> **FRAGMENT**
‘[..] een trap die je moest bestijgen
in de pauze van een winters avondconcert
Op het Lijsternest sterft de grootmoeder. Het huis van Stijn Streuvels zal tot museum worden omgebouwd, ‘grootmoeder laat voor ons/ haar lieve luiken neer’.
‘Ik wilde dat je beschreven stond’ Niet lang na de dood van de moeder en de grootmoeder, overlijdt, na een lange ziekte, Magda, de acht jaar oudere zus van Jo Gisekin. Deze wordt daar diep door bewogen. Van haar emotionele crisis getuigt de bundel Ach hoe sereen en listig de narcissen in april (1976), waarin oude pijn en nieuwe angsten zijn verwerkt.
Beelden uit de jeugd schuiven als dia's voor de werkelijkheid. De ruimte die wordt opgeroepen is de kostschool waar de twee zussen allebei in hun jeugd verbleven en de ziekenkamer, die vernauwt tot een aquarium. Beelden van afgebakend en gekrompen leven.

> **MATERIAAL**
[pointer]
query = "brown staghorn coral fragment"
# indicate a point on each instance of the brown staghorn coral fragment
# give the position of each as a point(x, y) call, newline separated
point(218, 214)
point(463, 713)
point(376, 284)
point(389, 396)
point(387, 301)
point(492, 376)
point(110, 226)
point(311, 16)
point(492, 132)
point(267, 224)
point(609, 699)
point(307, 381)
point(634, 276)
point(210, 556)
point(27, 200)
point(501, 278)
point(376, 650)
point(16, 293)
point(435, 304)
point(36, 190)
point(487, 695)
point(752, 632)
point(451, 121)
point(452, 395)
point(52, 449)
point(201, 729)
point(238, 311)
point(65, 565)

...

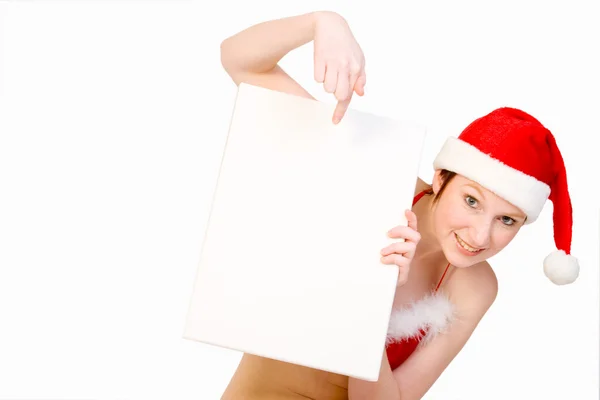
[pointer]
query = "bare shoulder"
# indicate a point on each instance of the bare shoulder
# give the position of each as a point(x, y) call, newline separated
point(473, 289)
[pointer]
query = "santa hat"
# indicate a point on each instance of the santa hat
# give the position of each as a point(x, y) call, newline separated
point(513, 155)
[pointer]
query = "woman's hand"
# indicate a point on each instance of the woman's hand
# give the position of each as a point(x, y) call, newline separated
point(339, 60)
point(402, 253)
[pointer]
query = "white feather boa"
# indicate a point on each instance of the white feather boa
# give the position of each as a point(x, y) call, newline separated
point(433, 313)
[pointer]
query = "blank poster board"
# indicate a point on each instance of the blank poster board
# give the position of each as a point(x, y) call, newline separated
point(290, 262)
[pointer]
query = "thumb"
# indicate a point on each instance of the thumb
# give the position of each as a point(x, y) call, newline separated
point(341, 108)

> **DOELEN**
**1)** Welke familieleden overlijden volgens de tekst over Jo Gisekin? Noem ze allemaal.
**2)** Schrijf een vervolg op de tekst over Jo Gisekin dat aansluit op de laatste zin.
De gegevens hierboven staan los van de tekst over Jo Gisekin.

> **ANTWOORDEN PER OPDRACHT**
**1)** De grootmoeder, de moeder en Magda, de acht jaar oudere zus van Jo Gisekin.

**2)**
Jo Gisekin schrijft zonder sentimentaliteit een hommage voor de zus, omdat ze ‘wilde dat je beschreven stond [..] met stilte’.
Ze richt een stèle op, een symbool voor Magda's blijvende aanwezigheid.
‘hoe zacht en roekeloos verhaal’
In 1984 verschijnt de dichtbundel Als in een zwijgend laken, met als ondertitel Gedichten over liefde. Over liefde had Jo Gisekin al geschreven, over de zoektocht, het verlangen, het gemis, het afwijzen van wat ‘op een bed van sprakeloze twijgen’ als liefde wordt aangeboden. Nu, na vijftien jaar huwelijk, in de stille middaguren, het huis voor haar alleen, schrijft ze:
‘Niemand hoeft het ooit te weten
dat liefde een wijdopen plek is
een verdronken land bijna
twee zielen als duiven op een tak
in een nachtelijk september
twee harten in struikgewas
Het stemt haar ‘ik’ gelukkig ‘achter een dun gordijn/ dronkenschap van licht / in de boomgaard/ te zien vallen’ of met de beminde ‘te zitten in de doordeweekse tuin’. Het is ‘zomer’ geworden in haar leven. Ze ervaart geluk, ‘het plotse warme gevoel / als warm brood/ uit de warme oven’.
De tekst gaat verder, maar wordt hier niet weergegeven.